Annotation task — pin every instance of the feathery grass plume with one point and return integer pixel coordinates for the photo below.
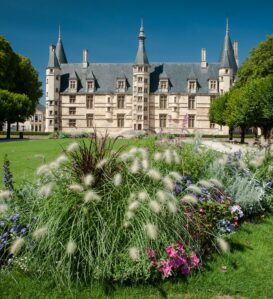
(145, 164)
(3, 208)
(90, 196)
(216, 183)
(189, 199)
(175, 175)
(76, 188)
(176, 157)
(168, 183)
(154, 206)
(101, 163)
(158, 156)
(135, 166)
(133, 205)
(88, 180)
(117, 179)
(45, 190)
(62, 159)
(16, 246)
(129, 215)
(168, 156)
(151, 231)
(162, 196)
(43, 170)
(195, 189)
(154, 174)
(142, 195)
(72, 147)
(134, 253)
(5, 194)
(172, 206)
(205, 183)
(223, 244)
(71, 247)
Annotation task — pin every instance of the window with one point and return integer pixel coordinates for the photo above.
(72, 99)
(72, 123)
(191, 121)
(212, 84)
(89, 120)
(72, 110)
(191, 102)
(120, 118)
(162, 120)
(163, 84)
(121, 102)
(90, 85)
(89, 102)
(163, 102)
(72, 84)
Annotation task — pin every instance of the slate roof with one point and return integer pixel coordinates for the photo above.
(106, 75)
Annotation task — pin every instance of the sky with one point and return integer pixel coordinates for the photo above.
(176, 30)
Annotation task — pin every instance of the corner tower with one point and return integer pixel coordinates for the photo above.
(228, 64)
(141, 85)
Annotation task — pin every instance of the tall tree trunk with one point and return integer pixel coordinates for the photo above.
(230, 133)
(243, 133)
(8, 130)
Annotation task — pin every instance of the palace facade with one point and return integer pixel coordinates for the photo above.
(116, 97)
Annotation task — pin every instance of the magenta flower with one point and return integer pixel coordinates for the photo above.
(171, 251)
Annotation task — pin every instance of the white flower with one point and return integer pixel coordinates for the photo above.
(154, 174)
(90, 196)
(117, 179)
(16, 246)
(133, 205)
(175, 175)
(45, 190)
(72, 147)
(71, 247)
(40, 232)
(134, 253)
(190, 199)
(76, 187)
(5, 194)
(142, 195)
(158, 156)
(154, 206)
(101, 163)
(167, 181)
(88, 180)
(151, 230)
(223, 244)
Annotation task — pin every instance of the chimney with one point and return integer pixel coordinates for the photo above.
(204, 58)
(235, 47)
(85, 58)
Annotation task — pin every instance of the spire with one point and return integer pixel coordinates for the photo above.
(60, 53)
(141, 57)
(227, 58)
(52, 61)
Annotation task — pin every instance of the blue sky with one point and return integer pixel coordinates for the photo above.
(176, 30)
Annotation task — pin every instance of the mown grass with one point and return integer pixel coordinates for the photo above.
(246, 272)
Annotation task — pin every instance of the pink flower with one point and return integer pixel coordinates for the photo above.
(166, 268)
(171, 251)
(194, 260)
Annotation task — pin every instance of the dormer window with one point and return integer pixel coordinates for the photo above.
(90, 85)
(72, 84)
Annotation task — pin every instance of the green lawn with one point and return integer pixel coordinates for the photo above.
(248, 274)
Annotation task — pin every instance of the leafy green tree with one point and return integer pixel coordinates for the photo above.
(14, 106)
(259, 64)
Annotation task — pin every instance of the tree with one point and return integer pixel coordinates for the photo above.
(259, 64)
(14, 106)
= = =
**WHAT THE EXERCISE ASKS**
All lines from the one containing "Annotation task — pin every instance of the pink" through the final line of the listing above are to be reproduced exactly; include both and add nothing.

**FINISHED TASK**
Annotation task — pin every instance of the pink flower with one point and return integer pixel coordinates for the photo above.
(166, 268)
(171, 251)
(194, 260)
Annotation task — pin every instance of the dormer window with one point and return integer pixel coordinates for the photo above.
(90, 85)
(72, 84)
Annotation task — pin every instance of the green lawn with one point and return integer pixel coordinates for the photo above.
(248, 274)
Annotation task — pin every instance of the leafy green tree with one point and return integer pixel coordinates for the photo above.
(14, 106)
(259, 64)
Annotation task — pin every instance of the tree with one point and return integer pixel coordinates for the photo above.
(259, 64)
(14, 106)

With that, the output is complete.